Task directions:
Please give only the number of lines in the records below that contain the string "abdomen", counting a line only when the letter case matches.

Materials provided:
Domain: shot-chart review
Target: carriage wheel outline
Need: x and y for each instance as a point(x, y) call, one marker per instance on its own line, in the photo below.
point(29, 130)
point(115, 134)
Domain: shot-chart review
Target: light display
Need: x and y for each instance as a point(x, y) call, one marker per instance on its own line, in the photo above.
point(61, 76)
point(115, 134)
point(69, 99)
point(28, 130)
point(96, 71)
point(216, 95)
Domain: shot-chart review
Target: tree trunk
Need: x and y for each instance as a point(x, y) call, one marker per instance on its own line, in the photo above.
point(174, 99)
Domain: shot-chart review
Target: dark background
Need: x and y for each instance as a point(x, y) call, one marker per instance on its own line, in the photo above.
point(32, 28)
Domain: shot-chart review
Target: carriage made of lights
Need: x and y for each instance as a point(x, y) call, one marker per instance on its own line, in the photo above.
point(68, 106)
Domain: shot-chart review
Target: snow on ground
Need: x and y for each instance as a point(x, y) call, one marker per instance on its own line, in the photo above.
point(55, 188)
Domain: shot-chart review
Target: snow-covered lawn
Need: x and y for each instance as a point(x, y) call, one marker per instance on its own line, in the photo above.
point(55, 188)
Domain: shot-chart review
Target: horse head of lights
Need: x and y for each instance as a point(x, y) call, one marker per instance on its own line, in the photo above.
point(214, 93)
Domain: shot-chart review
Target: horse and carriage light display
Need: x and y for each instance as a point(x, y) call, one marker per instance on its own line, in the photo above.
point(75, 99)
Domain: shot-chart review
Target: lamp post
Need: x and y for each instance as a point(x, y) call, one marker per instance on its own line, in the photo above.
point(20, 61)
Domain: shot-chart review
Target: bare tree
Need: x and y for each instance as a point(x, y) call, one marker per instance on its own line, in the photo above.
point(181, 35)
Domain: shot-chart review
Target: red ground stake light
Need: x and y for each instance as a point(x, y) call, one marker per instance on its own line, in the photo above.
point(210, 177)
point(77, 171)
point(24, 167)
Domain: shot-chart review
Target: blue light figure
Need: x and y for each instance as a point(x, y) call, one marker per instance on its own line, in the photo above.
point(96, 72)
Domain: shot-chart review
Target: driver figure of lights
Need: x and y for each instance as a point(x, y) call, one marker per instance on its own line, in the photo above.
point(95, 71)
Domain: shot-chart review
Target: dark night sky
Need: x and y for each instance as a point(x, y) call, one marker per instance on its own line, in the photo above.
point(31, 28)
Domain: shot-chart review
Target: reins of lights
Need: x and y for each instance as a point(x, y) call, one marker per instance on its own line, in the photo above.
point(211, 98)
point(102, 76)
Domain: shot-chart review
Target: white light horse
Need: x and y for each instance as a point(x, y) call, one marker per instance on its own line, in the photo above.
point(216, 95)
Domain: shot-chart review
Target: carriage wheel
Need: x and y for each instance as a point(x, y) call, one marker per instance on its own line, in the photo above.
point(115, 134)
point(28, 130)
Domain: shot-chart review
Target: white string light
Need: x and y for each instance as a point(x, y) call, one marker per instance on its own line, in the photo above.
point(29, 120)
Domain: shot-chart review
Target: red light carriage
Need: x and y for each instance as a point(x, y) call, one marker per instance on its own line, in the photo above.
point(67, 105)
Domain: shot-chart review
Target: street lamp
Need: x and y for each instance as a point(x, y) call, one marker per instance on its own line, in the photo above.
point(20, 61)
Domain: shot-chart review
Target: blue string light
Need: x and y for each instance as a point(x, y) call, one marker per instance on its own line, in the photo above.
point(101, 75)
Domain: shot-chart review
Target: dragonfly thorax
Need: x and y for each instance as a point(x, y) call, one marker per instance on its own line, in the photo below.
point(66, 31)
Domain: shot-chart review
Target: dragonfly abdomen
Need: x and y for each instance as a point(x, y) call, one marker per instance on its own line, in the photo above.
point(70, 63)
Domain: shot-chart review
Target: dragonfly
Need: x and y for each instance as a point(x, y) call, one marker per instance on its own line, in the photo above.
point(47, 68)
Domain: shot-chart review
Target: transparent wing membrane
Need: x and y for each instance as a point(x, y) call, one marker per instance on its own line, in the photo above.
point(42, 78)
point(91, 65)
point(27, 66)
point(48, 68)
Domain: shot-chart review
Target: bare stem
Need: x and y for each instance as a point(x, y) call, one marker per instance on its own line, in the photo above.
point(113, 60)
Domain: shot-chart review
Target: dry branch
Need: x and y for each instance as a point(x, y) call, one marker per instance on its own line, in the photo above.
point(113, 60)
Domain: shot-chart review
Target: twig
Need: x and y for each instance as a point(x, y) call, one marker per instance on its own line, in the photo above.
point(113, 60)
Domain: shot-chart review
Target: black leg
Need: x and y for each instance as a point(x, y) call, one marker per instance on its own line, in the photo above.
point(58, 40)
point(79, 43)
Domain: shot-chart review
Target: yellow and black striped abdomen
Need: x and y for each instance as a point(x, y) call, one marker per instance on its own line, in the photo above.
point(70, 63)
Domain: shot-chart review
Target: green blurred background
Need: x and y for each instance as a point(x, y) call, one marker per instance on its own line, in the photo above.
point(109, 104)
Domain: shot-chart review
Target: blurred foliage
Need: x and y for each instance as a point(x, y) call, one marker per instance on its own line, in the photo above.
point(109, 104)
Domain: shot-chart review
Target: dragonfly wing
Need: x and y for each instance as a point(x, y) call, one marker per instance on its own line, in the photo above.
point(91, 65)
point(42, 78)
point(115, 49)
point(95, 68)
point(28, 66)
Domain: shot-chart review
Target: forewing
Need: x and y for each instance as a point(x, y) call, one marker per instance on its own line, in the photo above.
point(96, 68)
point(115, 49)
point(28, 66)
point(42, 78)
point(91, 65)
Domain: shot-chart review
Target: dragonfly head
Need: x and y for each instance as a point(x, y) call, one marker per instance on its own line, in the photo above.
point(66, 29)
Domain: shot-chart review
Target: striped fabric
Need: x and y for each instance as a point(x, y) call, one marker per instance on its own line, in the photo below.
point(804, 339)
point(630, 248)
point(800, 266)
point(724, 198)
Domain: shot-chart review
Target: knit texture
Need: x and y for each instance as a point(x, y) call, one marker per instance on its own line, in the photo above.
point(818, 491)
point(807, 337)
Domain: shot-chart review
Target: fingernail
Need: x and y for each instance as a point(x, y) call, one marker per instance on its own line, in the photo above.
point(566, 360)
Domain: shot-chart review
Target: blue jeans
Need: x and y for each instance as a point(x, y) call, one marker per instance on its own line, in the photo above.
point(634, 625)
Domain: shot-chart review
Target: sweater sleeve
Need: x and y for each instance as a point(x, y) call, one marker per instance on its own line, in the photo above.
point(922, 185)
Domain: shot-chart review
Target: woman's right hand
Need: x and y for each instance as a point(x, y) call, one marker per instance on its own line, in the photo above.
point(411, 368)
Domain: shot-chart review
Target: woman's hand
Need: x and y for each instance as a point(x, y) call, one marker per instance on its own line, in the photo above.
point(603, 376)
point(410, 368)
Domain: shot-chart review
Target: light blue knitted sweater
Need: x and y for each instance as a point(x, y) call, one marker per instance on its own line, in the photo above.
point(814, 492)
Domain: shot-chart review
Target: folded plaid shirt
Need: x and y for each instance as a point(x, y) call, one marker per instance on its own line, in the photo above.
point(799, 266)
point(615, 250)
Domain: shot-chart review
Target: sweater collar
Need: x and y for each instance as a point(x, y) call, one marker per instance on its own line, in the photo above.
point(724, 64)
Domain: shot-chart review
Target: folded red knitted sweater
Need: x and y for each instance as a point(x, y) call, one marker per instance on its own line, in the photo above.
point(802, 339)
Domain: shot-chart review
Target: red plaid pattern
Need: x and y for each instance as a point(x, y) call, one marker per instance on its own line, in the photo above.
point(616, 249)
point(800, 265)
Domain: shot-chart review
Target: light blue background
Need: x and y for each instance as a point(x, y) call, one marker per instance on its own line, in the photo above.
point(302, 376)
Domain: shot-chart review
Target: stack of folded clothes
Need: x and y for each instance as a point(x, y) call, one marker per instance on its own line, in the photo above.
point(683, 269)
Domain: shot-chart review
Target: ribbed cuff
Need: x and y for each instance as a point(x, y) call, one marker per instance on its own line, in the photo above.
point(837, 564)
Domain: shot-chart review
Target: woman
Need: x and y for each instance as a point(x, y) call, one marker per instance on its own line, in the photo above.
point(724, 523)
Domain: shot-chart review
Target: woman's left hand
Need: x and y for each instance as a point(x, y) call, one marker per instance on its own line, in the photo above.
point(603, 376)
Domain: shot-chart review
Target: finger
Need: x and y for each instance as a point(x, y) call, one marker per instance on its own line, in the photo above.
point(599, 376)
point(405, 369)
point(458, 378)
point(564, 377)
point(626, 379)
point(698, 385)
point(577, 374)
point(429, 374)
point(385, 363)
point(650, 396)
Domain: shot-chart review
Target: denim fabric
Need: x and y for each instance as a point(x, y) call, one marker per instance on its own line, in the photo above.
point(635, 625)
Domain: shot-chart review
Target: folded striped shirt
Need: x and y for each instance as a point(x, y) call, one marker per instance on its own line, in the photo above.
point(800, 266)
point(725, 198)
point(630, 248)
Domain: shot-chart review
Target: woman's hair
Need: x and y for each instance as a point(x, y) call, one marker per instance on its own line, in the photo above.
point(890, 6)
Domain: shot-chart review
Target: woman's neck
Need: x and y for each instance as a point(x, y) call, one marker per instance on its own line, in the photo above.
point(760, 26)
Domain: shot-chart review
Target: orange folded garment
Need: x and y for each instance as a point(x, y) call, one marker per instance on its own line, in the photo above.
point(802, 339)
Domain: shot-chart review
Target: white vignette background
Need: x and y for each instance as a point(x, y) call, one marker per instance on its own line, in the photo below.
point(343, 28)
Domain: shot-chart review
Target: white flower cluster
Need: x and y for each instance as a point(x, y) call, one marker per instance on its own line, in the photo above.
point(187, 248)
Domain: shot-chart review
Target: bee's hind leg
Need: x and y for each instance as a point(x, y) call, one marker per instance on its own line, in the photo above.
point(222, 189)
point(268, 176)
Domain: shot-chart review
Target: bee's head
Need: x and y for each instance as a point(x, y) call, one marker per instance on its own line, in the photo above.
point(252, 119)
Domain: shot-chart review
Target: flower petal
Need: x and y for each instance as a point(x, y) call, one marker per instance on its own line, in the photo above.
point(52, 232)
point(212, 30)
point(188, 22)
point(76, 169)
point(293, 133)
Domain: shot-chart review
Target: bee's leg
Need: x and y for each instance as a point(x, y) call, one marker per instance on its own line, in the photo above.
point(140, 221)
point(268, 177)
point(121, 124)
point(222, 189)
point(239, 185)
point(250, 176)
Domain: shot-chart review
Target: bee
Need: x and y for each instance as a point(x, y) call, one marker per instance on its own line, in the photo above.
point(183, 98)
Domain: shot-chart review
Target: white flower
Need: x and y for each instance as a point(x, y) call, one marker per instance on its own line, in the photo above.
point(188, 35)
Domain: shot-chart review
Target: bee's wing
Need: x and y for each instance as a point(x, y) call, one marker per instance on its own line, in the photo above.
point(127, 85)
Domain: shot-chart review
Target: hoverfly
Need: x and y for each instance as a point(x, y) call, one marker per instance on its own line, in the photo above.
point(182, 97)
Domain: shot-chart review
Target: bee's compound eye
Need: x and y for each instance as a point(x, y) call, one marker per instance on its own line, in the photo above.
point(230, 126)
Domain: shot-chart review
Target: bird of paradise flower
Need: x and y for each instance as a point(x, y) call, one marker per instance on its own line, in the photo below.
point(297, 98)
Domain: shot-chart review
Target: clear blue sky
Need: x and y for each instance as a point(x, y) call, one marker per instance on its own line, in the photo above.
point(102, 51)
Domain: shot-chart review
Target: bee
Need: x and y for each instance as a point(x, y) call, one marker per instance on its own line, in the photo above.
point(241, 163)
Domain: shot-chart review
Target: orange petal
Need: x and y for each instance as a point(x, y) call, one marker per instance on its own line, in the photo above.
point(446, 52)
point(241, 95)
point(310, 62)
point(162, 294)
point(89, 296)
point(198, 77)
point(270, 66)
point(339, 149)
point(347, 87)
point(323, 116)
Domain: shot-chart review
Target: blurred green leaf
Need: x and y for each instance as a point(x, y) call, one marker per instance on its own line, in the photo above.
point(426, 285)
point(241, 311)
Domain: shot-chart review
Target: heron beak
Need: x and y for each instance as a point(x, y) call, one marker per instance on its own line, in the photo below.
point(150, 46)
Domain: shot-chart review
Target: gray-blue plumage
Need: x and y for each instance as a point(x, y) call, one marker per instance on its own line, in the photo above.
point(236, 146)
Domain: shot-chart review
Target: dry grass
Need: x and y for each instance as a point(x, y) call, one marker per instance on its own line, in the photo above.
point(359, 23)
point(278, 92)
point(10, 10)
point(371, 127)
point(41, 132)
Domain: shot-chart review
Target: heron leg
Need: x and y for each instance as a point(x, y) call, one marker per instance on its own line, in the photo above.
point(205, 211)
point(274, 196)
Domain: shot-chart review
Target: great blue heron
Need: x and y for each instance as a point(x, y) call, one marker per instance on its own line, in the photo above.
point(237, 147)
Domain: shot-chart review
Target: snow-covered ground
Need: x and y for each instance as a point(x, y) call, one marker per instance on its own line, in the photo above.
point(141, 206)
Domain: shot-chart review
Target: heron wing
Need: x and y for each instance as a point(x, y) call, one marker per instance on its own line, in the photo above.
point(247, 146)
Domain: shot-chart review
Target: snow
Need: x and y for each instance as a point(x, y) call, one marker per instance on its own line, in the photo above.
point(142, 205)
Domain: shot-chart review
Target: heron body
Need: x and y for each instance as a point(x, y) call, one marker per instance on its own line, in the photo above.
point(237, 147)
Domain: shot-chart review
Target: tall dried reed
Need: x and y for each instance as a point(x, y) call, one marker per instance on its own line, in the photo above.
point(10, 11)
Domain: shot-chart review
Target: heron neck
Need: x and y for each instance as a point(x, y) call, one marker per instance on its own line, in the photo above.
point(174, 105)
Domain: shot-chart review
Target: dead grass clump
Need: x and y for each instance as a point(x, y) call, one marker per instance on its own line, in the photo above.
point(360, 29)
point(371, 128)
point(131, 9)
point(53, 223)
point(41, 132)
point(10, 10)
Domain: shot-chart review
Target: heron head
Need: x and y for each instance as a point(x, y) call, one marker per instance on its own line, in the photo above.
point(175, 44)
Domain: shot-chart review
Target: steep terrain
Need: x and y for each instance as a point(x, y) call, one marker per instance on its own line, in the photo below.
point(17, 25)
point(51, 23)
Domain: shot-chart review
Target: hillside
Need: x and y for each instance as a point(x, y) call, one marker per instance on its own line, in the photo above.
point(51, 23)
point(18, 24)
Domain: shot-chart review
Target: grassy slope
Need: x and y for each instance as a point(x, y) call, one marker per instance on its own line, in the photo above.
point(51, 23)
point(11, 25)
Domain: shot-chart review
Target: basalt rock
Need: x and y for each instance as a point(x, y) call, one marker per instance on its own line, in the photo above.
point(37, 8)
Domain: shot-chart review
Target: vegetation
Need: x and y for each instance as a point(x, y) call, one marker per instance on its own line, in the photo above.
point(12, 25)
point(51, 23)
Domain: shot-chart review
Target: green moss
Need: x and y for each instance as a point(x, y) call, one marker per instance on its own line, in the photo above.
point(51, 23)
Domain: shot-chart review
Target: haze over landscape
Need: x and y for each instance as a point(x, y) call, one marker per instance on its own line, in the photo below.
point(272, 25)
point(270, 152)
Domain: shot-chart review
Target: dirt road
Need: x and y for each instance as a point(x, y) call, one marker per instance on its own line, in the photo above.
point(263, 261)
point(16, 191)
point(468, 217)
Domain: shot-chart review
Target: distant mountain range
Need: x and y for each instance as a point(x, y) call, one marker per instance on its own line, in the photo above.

Response to the task:
2